## THE INPUT
::::::::::

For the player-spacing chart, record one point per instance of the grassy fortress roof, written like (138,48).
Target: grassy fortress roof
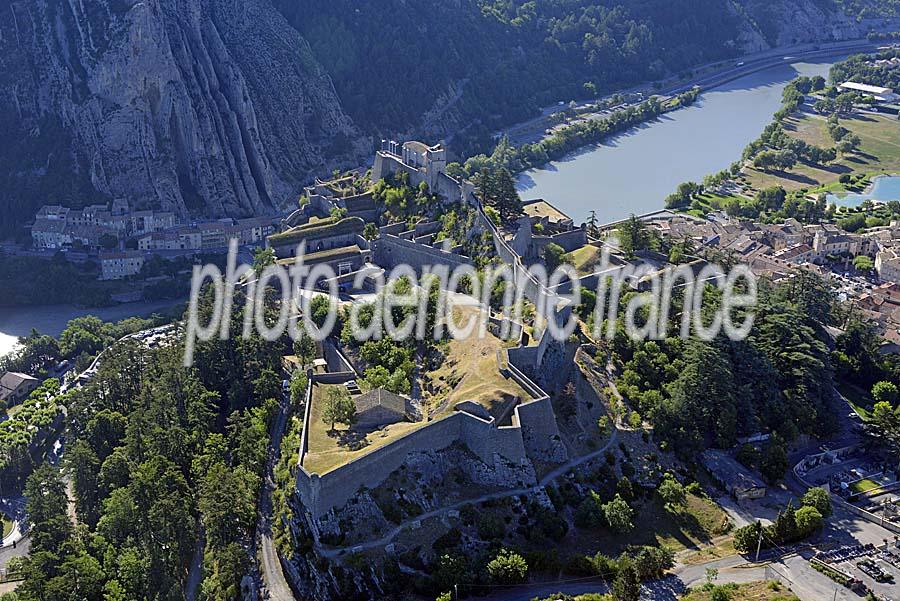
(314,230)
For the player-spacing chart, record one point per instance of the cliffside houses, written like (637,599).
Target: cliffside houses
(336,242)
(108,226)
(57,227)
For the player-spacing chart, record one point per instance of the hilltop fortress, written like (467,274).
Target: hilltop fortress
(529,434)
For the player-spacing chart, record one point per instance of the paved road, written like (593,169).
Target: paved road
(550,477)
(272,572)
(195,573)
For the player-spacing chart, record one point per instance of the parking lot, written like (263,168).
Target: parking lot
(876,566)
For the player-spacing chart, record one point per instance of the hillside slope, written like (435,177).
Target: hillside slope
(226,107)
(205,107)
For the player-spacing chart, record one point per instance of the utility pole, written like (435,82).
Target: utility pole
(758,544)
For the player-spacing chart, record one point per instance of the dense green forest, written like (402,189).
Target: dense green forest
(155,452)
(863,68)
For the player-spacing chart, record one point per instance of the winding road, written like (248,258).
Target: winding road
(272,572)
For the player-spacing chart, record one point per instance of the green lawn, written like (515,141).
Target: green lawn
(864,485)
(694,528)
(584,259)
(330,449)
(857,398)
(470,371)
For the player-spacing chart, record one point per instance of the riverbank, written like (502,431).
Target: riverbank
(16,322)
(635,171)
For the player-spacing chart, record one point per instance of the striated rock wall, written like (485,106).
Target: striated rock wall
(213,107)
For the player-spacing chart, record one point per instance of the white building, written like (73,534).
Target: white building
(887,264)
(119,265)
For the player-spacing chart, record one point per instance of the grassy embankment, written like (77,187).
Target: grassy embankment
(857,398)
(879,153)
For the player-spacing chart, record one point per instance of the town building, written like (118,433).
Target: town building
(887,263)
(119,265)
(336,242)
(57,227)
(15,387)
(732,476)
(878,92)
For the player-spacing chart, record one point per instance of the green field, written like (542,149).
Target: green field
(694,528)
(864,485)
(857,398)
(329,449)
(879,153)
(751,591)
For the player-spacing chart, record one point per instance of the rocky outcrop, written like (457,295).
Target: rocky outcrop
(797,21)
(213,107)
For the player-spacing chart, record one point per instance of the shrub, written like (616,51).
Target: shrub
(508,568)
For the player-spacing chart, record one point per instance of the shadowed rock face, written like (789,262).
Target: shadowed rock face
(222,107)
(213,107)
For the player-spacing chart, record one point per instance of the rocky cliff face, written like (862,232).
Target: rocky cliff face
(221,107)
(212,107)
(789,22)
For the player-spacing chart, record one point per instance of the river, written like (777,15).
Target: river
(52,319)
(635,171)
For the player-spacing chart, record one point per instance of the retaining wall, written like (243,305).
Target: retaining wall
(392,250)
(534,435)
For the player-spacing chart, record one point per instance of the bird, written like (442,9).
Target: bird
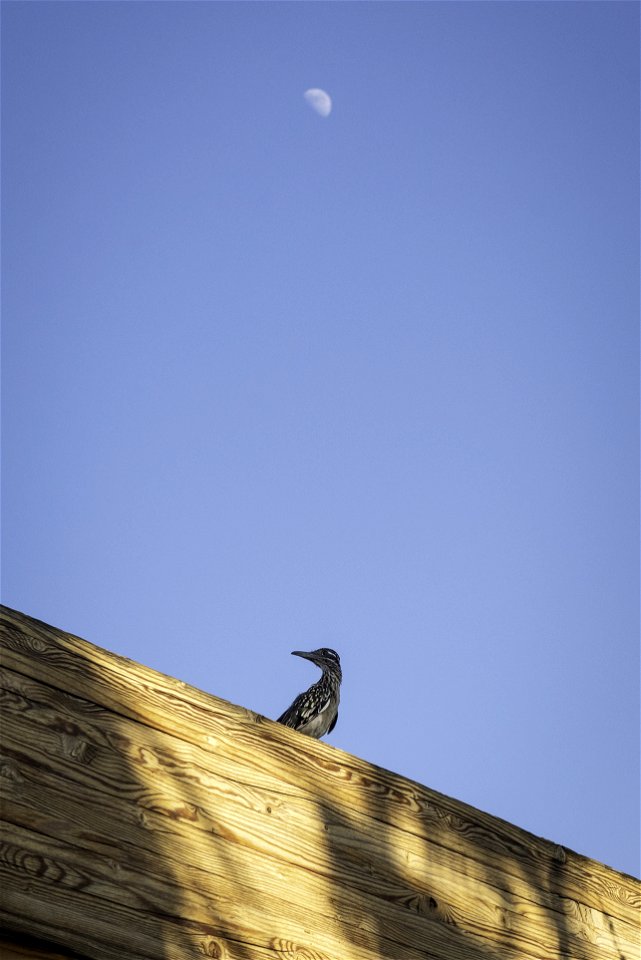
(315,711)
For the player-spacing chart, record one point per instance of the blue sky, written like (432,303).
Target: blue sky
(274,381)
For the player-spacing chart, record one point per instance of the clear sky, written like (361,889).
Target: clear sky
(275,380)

::::::::::

## DIRECTIONS
Copy all the rows above, changing "player-spacing chart" to "player-distance chart" wherever it appears and keeping everything else the same. Omit the pictures from your copy.

## OUTPUT FOR THIS EXERCISE
For the player-distance chart, record one point per instance of the grassy fortress roof, written like (138,48).
Target: grassy fortress roof
(314,230)
For the player-distance chart, record one point per instance of the cliffside houses, written like (637,599).
Target: cliffside houses
(336,242)
(108,226)
(57,227)
For the player-distance chart, record one point per instance of the hilltop fortress, written like (467,274).
Target: hilltop fortress
(529,434)
For the player-distance chart, record one point per instance of the paved road, written like (593,169).
Target: paved road
(550,477)
(272,572)
(195,573)
For the player-distance chart, record one point per instance of the parking lot, written like (263,168).
Target: parking lot
(876,566)
For the player-distance chart, record one point per instance of the hillside slope, written like (435,177).
Target: hillside slope
(226,107)
(205,107)
For the player-distance chart, record one point per instance of the utility pole, written like (435,82).
Target: utility pole
(758,544)
For the player-distance chart, record one point per instance of the dense green forest, written like (402,189).
Target: dense green forest
(155,452)
(863,68)
For the player-distance chart, record one point per instance of the winding road, written like (248,258).
Target: winding road
(272,572)
For the player-distance chart, record one point per instance of the green lawn, written like (515,141).
Target: green lawn
(864,485)
(694,528)
(584,259)
(330,449)
(857,398)
(470,371)
For the player-distance chart, record one point per instance of the riverbank, written like (502,431).
Target: riverbank
(16,322)
(635,171)
For the player-distance chart, record one point per instance of the striated rock wall, written like (485,106).
Target: striated rock wall
(213,107)
For the player-distance chart, record one point per instance of the white building, written like (73,534).
Target: white building
(887,264)
(119,265)
For the player-distance chart, record one point per instance of the grassy embankment, written like (77,187).
Target: grassy embankment
(857,398)
(879,153)
For the player-distance chart, record one point per instance of the town building, written like (118,433).
Target: town building
(887,263)
(119,265)
(336,242)
(57,227)
(15,387)
(732,476)
(878,92)
For the player-distance chart, record one point per instance of the green field, written like (542,149).
Target: green field
(694,528)
(864,485)
(857,398)
(329,449)
(879,153)
(751,591)
For the player-distance chart, record one point per instance of the rocky outcrop, written like (457,295).
Target: rocky outcrop
(797,21)
(213,107)
For the player-distance chart, record one point per instance of the shrub, written like (616,51).
Target: shrub
(508,568)
For the player-distance chart, record one point per instance of the shadowed rock face, written like (789,262).
Target: shadowed rock face
(222,107)
(213,107)
For the player-distance chart, record one point per instance of the rocky cliff face, written like (862,232).
Target: rocky cliff face
(221,107)
(212,107)
(789,22)
For the player-distance chart, record one point per instance of the river, written like (777,15).
Target: river
(52,319)
(635,171)
For the player-distance chart, record one point per instance of the retaining wall, written like (243,305).
Target: retaining wall
(392,250)
(534,435)
For the player-distance chart, record one point per instance of the bird, written like (442,9).
Target: bird
(315,711)
For the player-distance chart, record one point per instance of the blue sky, written like (432,303).
Target: blue sky
(274,381)
For the player-distance chart, record one point per instance of the clear sky, written like (361,889).
Target: clear sky
(275,380)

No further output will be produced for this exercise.